THE REQUEST:
Can you copy the material below word for word, leaving out the pictures?

____________________

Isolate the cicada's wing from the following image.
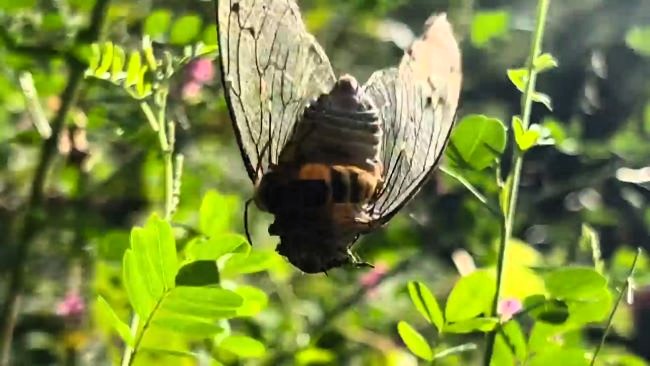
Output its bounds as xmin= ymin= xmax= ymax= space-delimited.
xmin=217 ymin=0 xmax=335 ymax=182
xmin=364 ymin=14 xmax=461 ymax=224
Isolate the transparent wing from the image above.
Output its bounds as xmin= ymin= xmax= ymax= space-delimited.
xmin=364 ymin=15 xmax=461 ymax=224
xmin=217 ymin=0 xmax=335 ymax=182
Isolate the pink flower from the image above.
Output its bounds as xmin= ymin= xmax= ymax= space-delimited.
xmin=497 ymin=299 xmax=524 ymax=322
xmin=188 ymin=58 xmax=214 ymax=84
xmin=56 ymin=291 xmax=86 ymax=318
xmin=183 ymin=81 xmax=203 ymax=99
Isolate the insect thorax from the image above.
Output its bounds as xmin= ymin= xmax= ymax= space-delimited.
xmin=255 ymin=76 xmax=382 ymax=272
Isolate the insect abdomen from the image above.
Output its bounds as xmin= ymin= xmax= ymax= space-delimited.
xmin=256 ymin=163 xmax=379 ymax=213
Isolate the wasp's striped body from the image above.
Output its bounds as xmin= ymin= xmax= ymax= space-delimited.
xmin=217 ymin=0 xmax=461 ymax=273
xmin=255 ymin=75 xmax=382 ymax=273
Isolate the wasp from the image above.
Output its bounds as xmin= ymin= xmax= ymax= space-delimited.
xmin=217 ymin=0 xmax=462 ymax=273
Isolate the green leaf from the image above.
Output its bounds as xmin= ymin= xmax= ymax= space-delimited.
xmin=446 ymin=115 xmax=506 ymax=170
xmin=122 ymin=249 xmax=155 ymax=318
xmin=533 ymin=53 xmax=558 ymax=72
xmin=544 ymin=267 xmax=607 ymax=300
xmin=140 ymin=347 xmax=195 ymax=358
xmin=526 ymin=348 xmax=589 ymax=366
xmin=176 ymin=260 xmax=220 ymax=286
xmin=524 ymin=295 xmax=569 ymax=324
xmin=507 ymin=68 xmax=553 ymax=111
xmin=445 ymin=270 xmax=496 ymax=329
xmin=131 ymin=215 xmax=178 ymax=297
xmin=161 ymin=286 xmax=243 ymax=316
xmin=95 ymin=42 xmax=114 ymax=79
xmin=124 ymin=52 xmax=142 ymax=87
xmin=445 ymin=318 xmax=499 ymax=334
xmin=234 ymin=286 xmax=269 ymax=316
xmin=497 ymin=320 xmax=528 ymax=362
xmin=397 ymin=321 xmax=433 ymax=361
xmin=151 ymin=313 xmax=223 ymax=338
xmin=470 ymin=10 xmax=510 ymax=48
xmin=199 ymin=190 xmax=237 ymax=237
xmin=580 ymin=224 xmax=605 ymax=275
xmin=201 ymin=24 xmax=219 ymax=46
xmin=85 ymin=43 xmax=102 ymax=76
xmin=0 ymin=0 xmax=36 ymax=14
xmin=111 ymin=46 xmax=126 ymax=82
xmin=185 ymin=233 xmax=250 ymax=260
xmin=512 ymin=116 xmax=541 ymax=151
xmin=144 ymin=9 xmax=172 ymax=40
xmin=625 ymin=26 xmax=650 ymax=57
xmin=433 ymin=343 xmax=478 ymax=359
xmin=221 ymin=250 xmax=276 ymax=277
xmin=97 ymin=296 xmax=134 ymax=346
xmin=294 ymin=347 xmax=336 ymax=366
xmin=219 ymin=335 xmax=266 ymax=358
xmin=408 ymin=281 xmax=445 ymax=332
xmin=169 ymin=15 xmax=203 ymax=46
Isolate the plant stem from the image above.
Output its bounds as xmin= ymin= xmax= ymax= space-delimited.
xmin=438 ymin=166 xmax=501 ymax=217
xmin=483 ymin=0 xmax=550 ymax=366
xmin=589 ymin=248 xmax=641 ymax=366
xmin=0 ymin=0 xmax=110 ymax=366
xmin=121 ymin=85 xmax=175 ymax=366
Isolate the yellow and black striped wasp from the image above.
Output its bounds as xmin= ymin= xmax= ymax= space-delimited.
xmin=217 ymin=0 xmax=462 ymax=273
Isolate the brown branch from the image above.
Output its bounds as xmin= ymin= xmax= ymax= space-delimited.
xmin=0 ymin=0 xmax=110 ymax=366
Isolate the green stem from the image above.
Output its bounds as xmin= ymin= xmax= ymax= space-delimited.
xmin=0 ymin=0 xmax=110 ymax=366
xmin=483 ymin=0 xmax=550 ymax=366
xmin=589 ymin=248 xmax=641 ymax=366
xmin=122 ymin=86 xmax=173 ymax=366
xmin=439 ymin=166 xmax=501 ymax=217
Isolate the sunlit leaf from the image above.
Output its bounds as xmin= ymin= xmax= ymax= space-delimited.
xmin=625 ymin=26 xmax=650 ymax=57
xmin=219 ymin=335 xmax=266 ymax=358
xmin=221 ymin=250 xmax=276 ymax=276
xmin=524 ymin=295 xmax=569 ymax=324
xmin=580 ymin=224 xmax=605 ymax=275
xmin=185 ymin=233 xmax=250 ymax=260
xmin=397 ymin=321 xmax=433 ymax=361
xmin=176 ymin=260 xmax=220 ymax=286
xmin=446 ymin=115 xmax=506 ymax=170
xmin=233 ymin=286 xmax=269 ymax=316
xmin=152 ymin=313 xmax=223 ymax=338
xmin=95 ymin=42 xmax=114 ymax=79
xmin=124 ymin=52 xmax=142 ymax=87
xmin=97 ymin=296 xmax=133 ymax=346
xmin=131 ymin=215 xmax=178 ymax=295
xmin=533 ymin=53 xmax=558 ymax=72
xmin=169 ymin=15 xmax=203 ymax=45
xmin=507 ymin=68 xmax=553 ymax=111
xmin=445 ymin=270 xmax=496 ymax=329
xmin=122 ymin=249 xmax=155 ymax=318
xmin=408 ymin=281 xmax=445 ymax=332
xmin=143 ymin=9 xmax=172 ymax=40
xmin=111 ymin=46 xmax=126 ymax=82
xmin=544 ymin=267 xmax=607 ymax=300
xmin=470 ymin=10 xmax=510 ymax=47
xmin=445 ymin=318 xmax=499 ymax=334
xmin=497 ymin=320 xmax=528 ymax=362
xmin=526 ymin=348 xmax=589 ymax=366
xmin=199 ymin=190 xmax=237 ymax=237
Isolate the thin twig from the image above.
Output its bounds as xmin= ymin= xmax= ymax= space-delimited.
xmin=439 ymin=166 xmax=501 ymax=217
xmin=589 ymin=248 xmax=641 ymax=366
xmin=0 ymin=0 xmax=110 ymax=366
xmin=483 ymin=0 xmax=550 ymax=366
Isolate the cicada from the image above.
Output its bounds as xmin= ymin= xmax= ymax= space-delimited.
xmin=217 ymin=0 xmax=461 ymax=273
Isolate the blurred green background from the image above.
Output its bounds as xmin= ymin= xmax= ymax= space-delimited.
xmin=0 ymin=0 xmax=650 ymax=365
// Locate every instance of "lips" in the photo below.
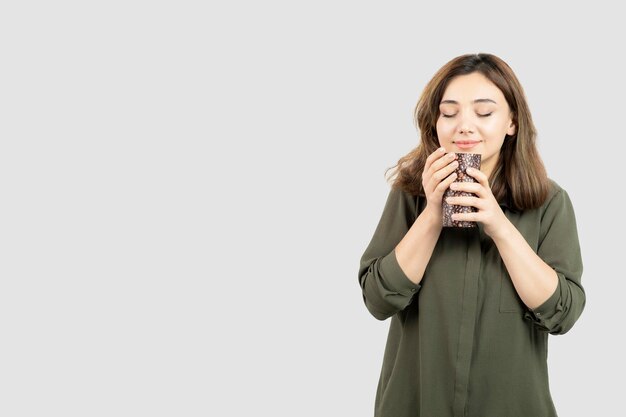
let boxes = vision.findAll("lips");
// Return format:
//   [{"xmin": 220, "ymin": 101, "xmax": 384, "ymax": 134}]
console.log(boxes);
[{"xmin": 454, "ymin": 140, "xmax": 480, "ymax": 145}]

____________________

RESPONSE BELOW:
Isolate the cicada's wing from the following image.
Output its bounds as xmin= ymin= xmax= ymax= space-delimited.
xmin=217 ymin=0 xmax=335 ymax=182
xmin=364 ymin=14 xmax=461 ymax=224
Isolate the transparent wing from the image above.
Output its bounds as xmin= ymin= xmax= ymax= space-delimited.
xmin=364 ymin=15 xmax=461 ymax=224
xmin=217 ymin=0 xmax=335 ymax=182
Isolate the pink flower from the image above.
Output its bounds as xmin= ymin= xmax= ymax= space-delimited.
xmin=497 ymin=299 xmax=524 ymax=322
xmin=188 ymin=58 xmax=214 ymax=84
xmin=56 ymin=291 xmax=86 ymax=318
xmin=183 ymin=81 xmax=203 ymax=99
Isolate the insect thorax from the image above.
Output its bounds as xmin= ymin= xmax= ymax= space-delimited.
xmin=255 ymin=76 xmax=382 ymax=272
Isolate the insect abdomen from the image above.
Output its bounds as xmin= ymin= xmax= ymax= space-delimited.
xmin=256 ymin=163 xmax=379 ymax=213
Isolate the wasp's striped body from the image above.
Output its bounds as xmin= ymin= xmax= ymax= space-delimited.
xmin=217 ymin=0 xmax=461 ymax=273
xmin=255 ymin=75 xmax=382 ymax=273
Isolate the wasp from the image above.
Output its bounds as xmin= ymin= xmax= ymax= space-delimited.
xmin=217 ymin=0 xmax=462 ymax=273
Isolate the green leaf from the image above.
Output its bounds as xmin= ymin= xmax= ymax= space-delimited.
xmin=446 ymin=115 xmax=506 ymax=170
xmin=122 ymin=249 xmax=155 ymax=318
xmin=533 ymin=53 xmax=558 ymax=72
xmin=544 ymin=267 xmax=607 ymax=300
xmin=140 ymin=347 xmax=195 ymax=358
xmin=526 ymin=348 xmax=589 ymax=366
xmin=176 ymin=260 xmax=220 ymax=286
xmin=524 ymin=295 xmax=569 ymax=324
xmin=507 ymin=68 xmax=553 ymax=111
xmin=445 ymin=270 xmax=496 ymax=329
xmin=131 ymin=215 xmax=178 ymax=297
xmin=161 ymin=286 xmax=243 ymax=316
xmin=95 ymin=42 xmax=114 ymax=79
xmin=124 ymin=52 xmax=142 ymax=87
xmin=445 ymin=318 xmax=499 ymax=334
xmin=234 ymin=286 xmax=269 ymax=316
xmin=497 ymin=320 xmax=528 ymax=362
xmin=397 ymin=321 xmax=433 ymax=361
xmin=151 ymin=313 xmax=223 ymax=338
xmin=470 ymin=10 xmax=510 ymax=48
xmin=199 ymin=190 xmax=237 ymax=237
xmin=580 ymin=224 xmax=605 ymax=275
xmin=201 ymin=24 xmax=219 ymax=46
xmin=85 ymin=43 xmax=102 ymax=76
xmin=0 ymin=0 xmax=36 ymax=14
xmin=111 ymin=46 xmax=126 ymax=82
xmin=185 ymin=233 xmax=250 ymax=260
xmin=512 ymin=116 xmax=541 ymax=151
xmin=144 ymin=9 xmax=172 ymax=40
xmin=625 ymin=26 xmax=650 ymax=57
xmin=433 ymin=343 xmax=478 ymax=359
xmin=221 ymin=250 xmax=276 ymax=277
xmin=97 ymin=296 xmax=134 ymax=346
xmin=294 ymin=347 xmax=336 ymax=366
xmin=219 ymin=335 xmax=266 ymax=358
xmin=408 ymin=281 xmax=445 ymax=332
xmin=169 ymin=15 xmax=203 ymax=46
Isolate the plant stem from the image above.
Output its bounds as xmin= ymin= xmax= ymax= space-delimited.
xmin=438 ymin=166 xmax=501 ymax=217
xmin=483 ymin=0 xmax=550 ymax=366
xmin=589 ymin=248 xmax=641 ymax=366
xmin=0 ymin=0 xmax=110 ymax=366
xmin=121 ymin=85 xmax=175 ymax=366
Isolate the yellow and black striped wasp from the image above.
Output its bounds as xmin= ymin= xmax= ymax= space-delimited.
xmin=217 ymin=0 xmax=462 ymax=273
Isolate the brown branch from the image above.
Output its bounds as xmin= ymin= xmax= ymax= space-delimited.
xmin=0 ymin=0 xmax=110 ymax=366
Isolate the green stem from the image above.
Output its bounds as xmin= ymin= xmax= ymax= space-delimited.
xmin=0 ymin=0 xmax=110 ymax=366
xmin=483 ymin=0 xmax=550 ymax=366
xmin=589 ymin=248 xmax=641 ymax=366
xmin=122 ymin=86 xmax=173 ymax=366
xmin=439 ymin=166 xmax=501 ymax=217
Isolate the sunlit leaf from the image above.
Output its bounds as xmin= ymin= xmax= ymax= space-delimited.
xmin=625 ymin=26 xmax=650 ymax=57
xmin=219 ymin=335 xmax=266 ymax=358
xmin=221 ymin=250 xmax=276 ymax=276
xmin=524 ymin=295 xmax=569 ymax=324
xmin=580 ymin=224 xmax=605 ymax=275
xmin=185 ymin=233 xmax=250 ymax=260
xmin=397 ymin=321 xmax=433 ymax=361
xmin=176 ymin=260 xmax=220 ymax=286
xmin=446 ymin=115 xmax=506 ymax=170
xmin=233 ymin=286 xmax=269 ymax=316
xmin=152 ymin=313 xmax=223 ymax=338
xmin=95 ymin=42 xmax=114 ymax=79
xmin=124 ymin=52 xmax=142 ymax=87
xmin=97 ymin=296 xmax=133 ymax=346
xmin=131 ymin=215 xmax=178 ymax=295
xmin=533 ymin=53 xmax=558 ymax=72
xmin=169 ymin=15 xmax=203 ymax=45
xmin=507 ymin=68 xmax=553 ymax=111
xmin=445 ymin=270 xmax=496 ymax=329
xmin=122 ymin=249 xmax=155 ymax=318
xmin=408 ymin=281 xmax=445 ymax=332
xmin=143 ymin=9 xmax=172 ymax=40
xmin=111 ymin=46 xmax=126 ymax=82
xmin=544 ymin=267 xmax=607 ymax=300
xmin=470 ymin=10 xmax=510 ymax=47
xmin=445 ymin=318 xmax=499 ymax=334
xmin=497 ymin=320 xmax=528 ymax=362
xmin=526 ymin=348 xmax=589 ymax=366
xmin=199 ymin=190 xmax=237 ymax=237
Isolate the thin twig from the image above.
Output its bounds as xmin= ymin= xmax= ymax= space-delimited.
xmin=439 ymin=166 xmax=501 ymax=217
xmin=589 ymin=248 xmax=641 ymax=366
xmin=0 ymin=0 xmax=110 ymax=366
xmin=483 ymin=0 xmax=550 ymax=366
Isolate the cicada from the image above.
Output its bounds as xmin= ymin= xmax= ymax= space-delimited.
xmin=217 ymin=0 xmax=461 ymax=273
Isolate the blurred green background from the image above.
Output its bounds as xmin= ymin= xmax= ymax= space-delimited.
xmin=0 ymin=0 xmax=650 ymax=365
// Locate every instance of "lips" in the photo below.
let boxes = vision.findAll("lips");
// Return format:
//   [{"xmin": 220, "ymin": 101, "xmax": 384, "ymax": 134}]
console.log(boxes);
[{"xmin": 454, "ymin": 140, "xmax": 480, "ymax": 145}]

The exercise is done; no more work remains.